■ WHAT YOU WILL DO:
1. Copy the essay on physician suicide word for word, from "But don’t doctors" down to "keep our job.".
2. List each stage of training that the essay on physician suicide mentions, along with the length of time it gives for that stage.

I don’t mean this figuratively. This is a literal recommendation. Do not commit suicide. There I said it. No one else seems to want to talk about it but doctors do kill themselves. A lot. In fact, our suicide rate is much higher than the rest of the general population. This is more than troubling. This is mind blowing. I have known about a half dozen physicians who have taken their own lives over the years. One hung himself from a tree outside his house. One performed hari-kari with a knife in his car. Another one put a bullet in his head. Seems like a lot, doesn’t it? Do you know why? Because it is!
How could someone who spent 4 years in college, 4 years in medical school and 3 to 7 years in residency decide to take his or her own life? Because we can. And because we don’t take care of each other.
There are a ton of theories out there on why doctors commit suicide. Honestly, this isn’t much of a mystery. The pressure is tremendous. The lack of gratitude by patients and employers is painful. The feeling of “is this all there is?” is overwhelming. We are working harder, getting paid less and with more and more mandates put upon us. The list goes on and on. Here is a little secret. The job has sucked the life out of us. Doctors are getting more and more depressed and the number of us that suffer with depression are growing in epidemic proportions.
But don’t doctors have the world by the balls? Not quite. We have sold our souls and youth and health and relationships to get here, and now that we are here, we feel alone in our misery. Add that loneliness to the other factors mentioned above, which results in, ta da, depression. So why don’t we tell anyone about it? Because that makes you unfit to be a doctor and anyone you tell is liable for not reporting you. How unbelievable is that? No doctor wants that stigma. And we all want to keep our job.
It is also a pride issue. Many of my medical partners (including myself) probably needed, but did not take, antidepressants in the past. We were too strong for that. Some got counseling but that was rare. Instead, we suffered in silence just like so many other doctors do out there.
So what’s the answer? That isn’t easy, and I will point out some other recommendations as this series goes on, but first we need anonymity. We need to feel secure that our jobs are not threatened when we spill our guts. That is a long way from happening since we have lost control of this profession. So let me give you one more recommendation – foster, build and maintain your friendships especially with other doctors. We need to stop being loners. We need to hang out with each other more. We need to fight this loneliness and realize others are walking in the same footsteps as we are. We need to be able to trust each other, talk to each other and hang out with each other. This decreases after college, gets worse after medical school, tapers to a dribble during residency and then gets cut off once you enter the medical world. That is when we start to isolate ourselves and then we kill ourselves. We need to be able to commiserate with each other. No man or woman is an island. Not even a doctor.

Stored dataset items:
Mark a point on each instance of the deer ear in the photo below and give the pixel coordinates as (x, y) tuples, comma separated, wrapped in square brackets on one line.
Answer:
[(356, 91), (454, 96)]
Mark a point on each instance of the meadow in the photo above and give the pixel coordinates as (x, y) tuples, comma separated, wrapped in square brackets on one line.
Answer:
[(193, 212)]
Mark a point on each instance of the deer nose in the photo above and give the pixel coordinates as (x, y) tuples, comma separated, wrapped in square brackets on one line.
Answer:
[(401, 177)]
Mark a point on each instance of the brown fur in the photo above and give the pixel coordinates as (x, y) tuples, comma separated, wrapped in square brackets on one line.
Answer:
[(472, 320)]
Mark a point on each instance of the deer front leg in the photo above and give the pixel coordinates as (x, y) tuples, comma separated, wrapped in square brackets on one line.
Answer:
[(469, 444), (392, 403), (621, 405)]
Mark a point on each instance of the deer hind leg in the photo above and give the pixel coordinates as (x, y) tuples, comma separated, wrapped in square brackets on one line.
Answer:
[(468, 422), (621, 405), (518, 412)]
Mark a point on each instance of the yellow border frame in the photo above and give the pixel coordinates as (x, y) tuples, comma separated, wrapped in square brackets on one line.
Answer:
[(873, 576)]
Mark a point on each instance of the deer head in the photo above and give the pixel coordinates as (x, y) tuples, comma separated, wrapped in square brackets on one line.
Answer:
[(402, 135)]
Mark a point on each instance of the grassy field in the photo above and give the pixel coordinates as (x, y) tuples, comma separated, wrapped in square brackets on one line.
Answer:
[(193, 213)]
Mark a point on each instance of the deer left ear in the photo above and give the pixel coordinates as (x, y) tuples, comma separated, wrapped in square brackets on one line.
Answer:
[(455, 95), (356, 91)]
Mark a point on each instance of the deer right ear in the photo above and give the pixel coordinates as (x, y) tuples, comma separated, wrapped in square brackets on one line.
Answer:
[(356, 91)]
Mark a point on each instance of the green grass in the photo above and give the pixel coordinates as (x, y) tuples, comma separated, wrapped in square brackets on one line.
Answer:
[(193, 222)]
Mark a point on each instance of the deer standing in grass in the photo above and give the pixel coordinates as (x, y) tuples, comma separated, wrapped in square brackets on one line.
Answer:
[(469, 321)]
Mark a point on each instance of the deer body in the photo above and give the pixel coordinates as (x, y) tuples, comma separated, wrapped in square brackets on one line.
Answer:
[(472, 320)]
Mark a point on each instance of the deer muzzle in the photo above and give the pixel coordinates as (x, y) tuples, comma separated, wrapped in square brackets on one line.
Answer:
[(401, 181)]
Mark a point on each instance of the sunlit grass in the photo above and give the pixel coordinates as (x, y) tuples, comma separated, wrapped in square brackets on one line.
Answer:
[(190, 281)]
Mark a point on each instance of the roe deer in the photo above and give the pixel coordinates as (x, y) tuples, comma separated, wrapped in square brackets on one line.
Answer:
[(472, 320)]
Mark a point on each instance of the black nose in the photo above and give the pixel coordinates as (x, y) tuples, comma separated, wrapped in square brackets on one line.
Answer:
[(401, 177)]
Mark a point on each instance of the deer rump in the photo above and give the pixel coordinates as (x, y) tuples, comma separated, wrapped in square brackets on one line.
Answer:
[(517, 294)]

■ EXERCISE RESULTS:
1.
But don’t doctors have the world by the balls? Not quite. We have sold our souls and youth and health and relationships to get here, and now that we are here, we feel alone in our misery. Add that loneliness to the other factors mentioned above, which results in, ta da, depression. So why don’t we tell anyone about it? Because that makes you unfit to be a doctor and anyone you tell is liable for not reporting you. How unbelievable is that? No doctor wants that stigma. And we all want to keep our job.

2.
- College: 4 years
- Medical school: 4 years
- Residency: 3 to 7 years